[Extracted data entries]
%%
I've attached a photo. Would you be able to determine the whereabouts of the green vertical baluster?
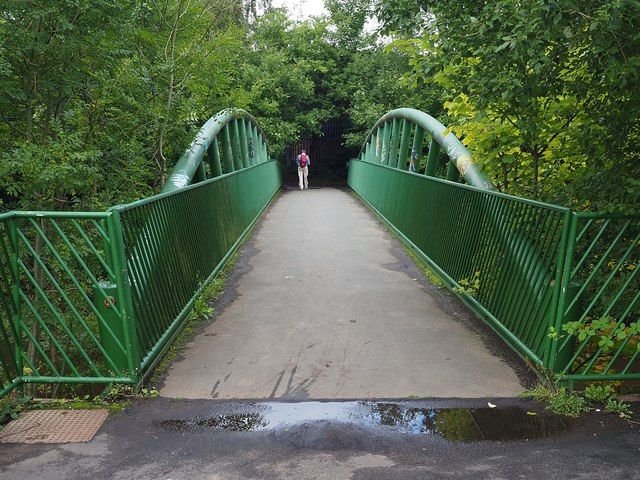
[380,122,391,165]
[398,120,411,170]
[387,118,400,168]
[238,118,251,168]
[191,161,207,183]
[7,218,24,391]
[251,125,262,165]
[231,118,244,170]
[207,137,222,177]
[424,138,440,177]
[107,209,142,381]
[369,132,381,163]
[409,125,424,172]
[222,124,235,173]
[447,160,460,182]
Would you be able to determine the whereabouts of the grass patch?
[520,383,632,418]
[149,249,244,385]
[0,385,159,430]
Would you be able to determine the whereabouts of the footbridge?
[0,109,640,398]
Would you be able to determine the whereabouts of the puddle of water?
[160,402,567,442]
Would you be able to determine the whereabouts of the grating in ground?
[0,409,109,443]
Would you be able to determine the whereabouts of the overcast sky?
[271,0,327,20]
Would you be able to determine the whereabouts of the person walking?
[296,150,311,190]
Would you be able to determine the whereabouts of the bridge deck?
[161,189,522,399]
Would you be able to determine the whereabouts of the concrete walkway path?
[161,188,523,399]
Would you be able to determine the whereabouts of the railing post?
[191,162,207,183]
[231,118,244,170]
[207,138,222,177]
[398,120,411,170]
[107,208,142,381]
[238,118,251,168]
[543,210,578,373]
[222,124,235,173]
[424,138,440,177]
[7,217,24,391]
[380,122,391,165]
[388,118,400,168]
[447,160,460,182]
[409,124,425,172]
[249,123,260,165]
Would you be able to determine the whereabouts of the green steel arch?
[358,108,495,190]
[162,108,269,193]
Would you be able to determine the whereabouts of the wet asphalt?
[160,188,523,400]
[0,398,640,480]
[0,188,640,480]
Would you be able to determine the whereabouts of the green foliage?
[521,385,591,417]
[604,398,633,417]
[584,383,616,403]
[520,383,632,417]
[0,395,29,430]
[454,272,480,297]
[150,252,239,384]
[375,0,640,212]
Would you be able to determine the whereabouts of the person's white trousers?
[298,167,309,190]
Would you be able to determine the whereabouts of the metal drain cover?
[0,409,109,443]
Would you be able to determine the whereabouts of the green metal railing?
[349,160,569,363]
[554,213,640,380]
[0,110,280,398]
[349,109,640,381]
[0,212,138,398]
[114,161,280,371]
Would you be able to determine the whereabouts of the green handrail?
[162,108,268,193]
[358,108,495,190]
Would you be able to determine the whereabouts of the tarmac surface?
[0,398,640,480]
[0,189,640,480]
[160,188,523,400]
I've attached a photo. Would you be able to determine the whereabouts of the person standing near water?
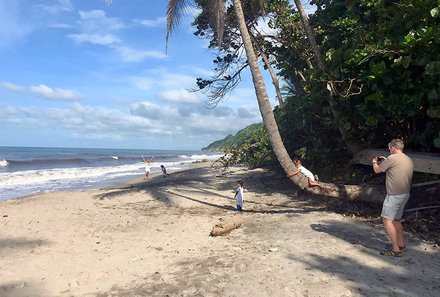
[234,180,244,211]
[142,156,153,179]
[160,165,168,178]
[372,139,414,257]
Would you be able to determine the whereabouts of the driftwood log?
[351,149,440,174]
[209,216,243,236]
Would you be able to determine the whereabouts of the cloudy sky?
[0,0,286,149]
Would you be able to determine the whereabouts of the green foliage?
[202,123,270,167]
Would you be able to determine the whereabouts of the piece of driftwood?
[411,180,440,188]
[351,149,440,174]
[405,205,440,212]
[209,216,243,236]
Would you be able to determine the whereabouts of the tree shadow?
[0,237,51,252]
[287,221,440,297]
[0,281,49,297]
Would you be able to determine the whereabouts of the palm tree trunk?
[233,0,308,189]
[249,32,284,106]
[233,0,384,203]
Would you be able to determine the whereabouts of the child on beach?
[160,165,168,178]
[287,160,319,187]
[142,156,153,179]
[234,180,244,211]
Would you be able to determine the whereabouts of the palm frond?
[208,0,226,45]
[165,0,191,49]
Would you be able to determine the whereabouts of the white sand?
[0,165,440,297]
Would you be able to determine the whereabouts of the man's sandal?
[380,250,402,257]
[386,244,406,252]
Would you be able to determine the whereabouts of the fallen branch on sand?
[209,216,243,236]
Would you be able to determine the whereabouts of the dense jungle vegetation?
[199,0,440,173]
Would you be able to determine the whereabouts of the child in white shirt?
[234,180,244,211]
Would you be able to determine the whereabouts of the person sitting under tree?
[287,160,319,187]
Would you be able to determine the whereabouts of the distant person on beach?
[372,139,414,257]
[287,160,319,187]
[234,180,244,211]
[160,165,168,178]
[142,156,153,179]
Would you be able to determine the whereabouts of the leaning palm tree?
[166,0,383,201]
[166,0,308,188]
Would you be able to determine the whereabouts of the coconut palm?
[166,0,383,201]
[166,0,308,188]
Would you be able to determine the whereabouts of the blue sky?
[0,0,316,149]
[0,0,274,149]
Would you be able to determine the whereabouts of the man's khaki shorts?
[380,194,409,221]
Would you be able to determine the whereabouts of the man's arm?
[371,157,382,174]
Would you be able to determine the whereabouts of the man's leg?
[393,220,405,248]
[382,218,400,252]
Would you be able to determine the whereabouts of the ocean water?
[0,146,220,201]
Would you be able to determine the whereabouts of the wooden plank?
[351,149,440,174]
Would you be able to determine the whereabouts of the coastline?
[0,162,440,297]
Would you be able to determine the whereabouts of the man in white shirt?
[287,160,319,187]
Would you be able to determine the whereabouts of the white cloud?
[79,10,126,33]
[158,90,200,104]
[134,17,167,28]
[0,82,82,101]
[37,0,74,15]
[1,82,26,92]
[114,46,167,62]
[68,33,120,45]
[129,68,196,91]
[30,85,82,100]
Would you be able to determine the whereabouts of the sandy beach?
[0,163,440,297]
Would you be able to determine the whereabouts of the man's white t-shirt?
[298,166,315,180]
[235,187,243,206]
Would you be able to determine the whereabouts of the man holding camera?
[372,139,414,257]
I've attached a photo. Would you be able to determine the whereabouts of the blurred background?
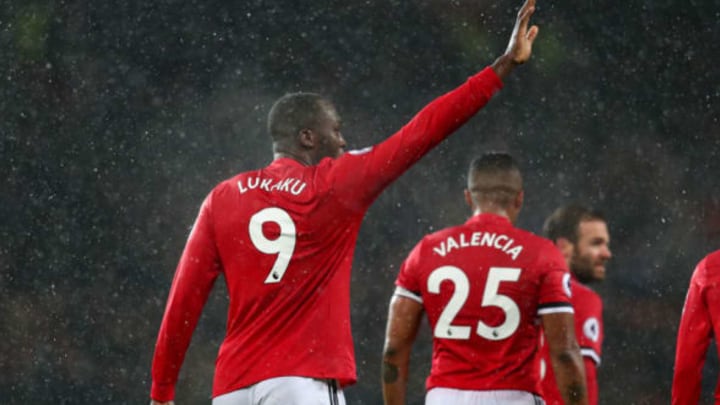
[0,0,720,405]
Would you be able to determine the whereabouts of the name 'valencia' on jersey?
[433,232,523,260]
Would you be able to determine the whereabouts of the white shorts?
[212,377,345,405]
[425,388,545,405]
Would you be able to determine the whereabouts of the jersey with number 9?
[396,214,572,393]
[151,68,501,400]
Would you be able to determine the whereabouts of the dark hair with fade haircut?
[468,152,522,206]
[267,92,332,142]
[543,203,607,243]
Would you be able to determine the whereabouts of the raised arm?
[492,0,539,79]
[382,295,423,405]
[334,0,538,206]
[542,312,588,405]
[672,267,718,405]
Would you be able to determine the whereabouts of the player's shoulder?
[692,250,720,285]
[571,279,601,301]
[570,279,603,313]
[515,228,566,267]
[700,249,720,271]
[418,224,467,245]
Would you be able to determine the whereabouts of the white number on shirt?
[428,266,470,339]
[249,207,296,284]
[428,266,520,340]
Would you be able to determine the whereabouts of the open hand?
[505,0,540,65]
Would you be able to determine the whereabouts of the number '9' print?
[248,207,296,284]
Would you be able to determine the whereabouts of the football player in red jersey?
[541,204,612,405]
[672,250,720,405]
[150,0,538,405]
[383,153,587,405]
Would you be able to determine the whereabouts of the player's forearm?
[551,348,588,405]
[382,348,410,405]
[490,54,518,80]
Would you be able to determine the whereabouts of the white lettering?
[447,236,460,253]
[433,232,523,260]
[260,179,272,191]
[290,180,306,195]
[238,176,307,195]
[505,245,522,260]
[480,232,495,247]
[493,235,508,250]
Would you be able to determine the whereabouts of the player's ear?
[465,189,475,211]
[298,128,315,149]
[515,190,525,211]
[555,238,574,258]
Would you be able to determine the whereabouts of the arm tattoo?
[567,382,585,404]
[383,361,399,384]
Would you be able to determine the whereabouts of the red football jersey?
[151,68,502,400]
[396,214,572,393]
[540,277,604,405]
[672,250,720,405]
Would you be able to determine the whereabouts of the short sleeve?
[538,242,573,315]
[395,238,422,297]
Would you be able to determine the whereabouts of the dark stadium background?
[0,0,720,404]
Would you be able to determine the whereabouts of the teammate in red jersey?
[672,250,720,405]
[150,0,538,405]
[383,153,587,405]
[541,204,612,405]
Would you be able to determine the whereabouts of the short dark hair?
%%
* **GIVEN INSTRUCTION**: Copy the lines from the one containing "Would you be able to determine the whereabouts of the sandy" up to and including the one containing "[0,0,720,405]", reproducing each without any change. Leave the pictures out of your answer.

* **ANSWER TO THE PROBLEM**:
Would you be able to determine the whereabouts of the sandy beach?
[0,163,440,297]
Would you be able to determine the whereabouts of the man's white t-shirt?
[298,166,315,180]
[235,187,243,206]
Would you be able to determine the whereabouts of the man holding camera?
[372,139,414,257]
I've attached a photo. Would you be able to determine the whereabouts of the blurred background?
[0,0,720,405]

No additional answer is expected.